(Data listing)
■ ■ ■
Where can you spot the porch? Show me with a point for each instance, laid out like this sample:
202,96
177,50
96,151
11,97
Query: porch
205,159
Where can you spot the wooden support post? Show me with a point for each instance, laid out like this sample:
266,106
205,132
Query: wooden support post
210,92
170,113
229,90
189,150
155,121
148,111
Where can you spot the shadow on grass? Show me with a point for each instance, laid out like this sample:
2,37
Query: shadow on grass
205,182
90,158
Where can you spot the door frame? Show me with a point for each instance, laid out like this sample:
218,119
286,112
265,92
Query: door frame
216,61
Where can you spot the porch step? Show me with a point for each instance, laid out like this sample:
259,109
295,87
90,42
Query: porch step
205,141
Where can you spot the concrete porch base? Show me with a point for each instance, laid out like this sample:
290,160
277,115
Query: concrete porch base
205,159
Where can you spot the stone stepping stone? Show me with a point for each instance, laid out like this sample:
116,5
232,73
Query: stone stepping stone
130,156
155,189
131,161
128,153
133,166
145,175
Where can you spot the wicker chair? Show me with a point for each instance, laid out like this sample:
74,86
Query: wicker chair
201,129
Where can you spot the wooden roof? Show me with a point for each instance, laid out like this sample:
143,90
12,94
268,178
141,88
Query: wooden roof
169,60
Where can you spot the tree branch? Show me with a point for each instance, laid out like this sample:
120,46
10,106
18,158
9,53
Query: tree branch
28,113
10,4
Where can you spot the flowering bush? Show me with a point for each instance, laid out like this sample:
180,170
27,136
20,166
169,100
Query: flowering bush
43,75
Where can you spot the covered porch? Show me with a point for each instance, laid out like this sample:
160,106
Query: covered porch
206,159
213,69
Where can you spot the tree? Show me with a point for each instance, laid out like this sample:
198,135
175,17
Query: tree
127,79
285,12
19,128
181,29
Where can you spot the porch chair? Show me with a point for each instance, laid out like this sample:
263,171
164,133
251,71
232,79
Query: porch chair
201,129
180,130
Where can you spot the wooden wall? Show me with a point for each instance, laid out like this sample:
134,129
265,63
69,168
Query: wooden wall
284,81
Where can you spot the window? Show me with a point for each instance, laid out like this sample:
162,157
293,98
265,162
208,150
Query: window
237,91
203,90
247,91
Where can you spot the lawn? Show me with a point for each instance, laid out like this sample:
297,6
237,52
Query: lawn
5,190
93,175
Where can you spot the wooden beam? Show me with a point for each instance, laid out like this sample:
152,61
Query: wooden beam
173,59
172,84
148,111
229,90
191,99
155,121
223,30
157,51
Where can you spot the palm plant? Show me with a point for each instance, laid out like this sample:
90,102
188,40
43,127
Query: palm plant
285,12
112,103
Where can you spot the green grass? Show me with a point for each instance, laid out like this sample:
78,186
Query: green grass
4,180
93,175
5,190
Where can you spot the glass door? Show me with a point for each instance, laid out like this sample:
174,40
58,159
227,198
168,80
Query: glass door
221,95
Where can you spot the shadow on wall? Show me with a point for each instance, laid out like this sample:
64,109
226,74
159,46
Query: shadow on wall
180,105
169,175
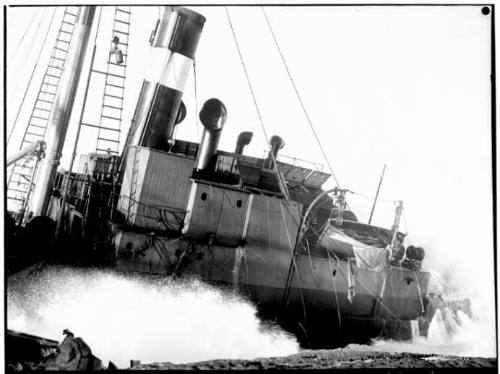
■ ■ ■
§ **JOB**
Reproduce all of the records above word for word, leaving out the picture.

§ **FINAL RESULT**
Where can you spot the porch? Show me with a point for each instance, laid out like this sample:
202,96
177,50
96,151
11,97
Query: porch
205,159
Where can you spot the wooden support post? Show me with a point for each instance, laid out like this sample:
266,106
205,132
Query: wooden support post
210,92
170,113
229,90
189,150
155,121
148,111
Where can you spot the shadow on grass? Show me with a point for each instance, laid out like this sample:
2,37
Query: shadow on grass
205,182
90,158
Where can you spot the door frame? Show me with a point for each instance, laid out like this sample:
218,119
286,112
265,92
Query: door frame
216,61
Where can you spot the porch step? Show me with a point for each instance, laid out like this sample:
259,109
295,87
90,42
Query: porch step
205,141
Where can you spot the concrete porch base? Show me with a point for each instance, laid out like this sample:
290,160
277,115
Query: concrete porch base
205,159
Where can you spot the stone stepping stone? Show me with a point for each instance, laid out like this sample:
116,5
232,73
Query: stone stepping stone
130,156
155,189
131,161
128,153
133,166
145,175
Where can you spot the wicker chair? Show me with a point for each instance, laid out like this sample:
74,86
Query: wicker chair
201,129
Where can you spot the wooden roof? Show me with a point for each instance, laid out like this sample:
143,90
12,94
268,178
141,88
Query: wooden roof
169,60
Where can you spot the tree branch? Show me with a point for each instance, laid out like this sample:
120,46
10,106
18,158
9,53
Query: tree branch
28,113
10,4
Where can you spot the flowering bush? Show me with a point for each instance, laid out like this sample:
180,170
27,136
20,166
169,100
Query: flowering bush
43,75
Where can you spot the covered porch? Show me with a point for each instance, laid out like this sample:
160,106
Query: covered porch
206,159
213,69
Where can you spot the tree? Show me with a point for each instance, laid out like this sample:
198,135
175,17
Query: tree
127,79
285,12
19,128
181,29
Where can you spot the porch chair? Show me with a point for each instance, laid out like this sample:
263,171
164,133
251,71
232,79
Query: porch chair
201,129
180,130
Where can you spot the wooden wall? Show me with a point for each instance, laid out like this sample:
134,129
265,63
69,168
Query: wooden wall
284,81
Where can you spot the window? Show me with a point for each instance, laid out like this sample:
162,157
293,98
265,162
208,150
Query: window
237,91
203,90
247,91
Where can you spot the lawn? Show me with a point for each instance, laid out like this sample:
297,6
237,52
Query: lawn
5,190
93,175
Where can you spot the wooden beam? Show me with a point for each instance, laid out like this sample:
152,61
Query: wooden beam
173,59
172,84
148,111
229,90
191,99
155,121
223,30
157,51
Where can you spot the palm plant? Show me with a point for each instance, laid out like this sample:
90,102
188,40
43,127
Query: palm plant
285,12
112,103
Where can you spot the green grass? Show me with a point for each instance, laid out like this sample:
78,186
Query: green grass
4,180
93,175
5,190
Where can you spot the glass door? Show me with a point for each instance, laid out like this sample:
174,40
58,159
227,198
168,80
Query: glass door
221,95
Where can you spot the shadow on wall? Show me with a point for each instance, laid out like this sample:
64,109
226,74
159,46
Query: shadow on wall
180,105
169,175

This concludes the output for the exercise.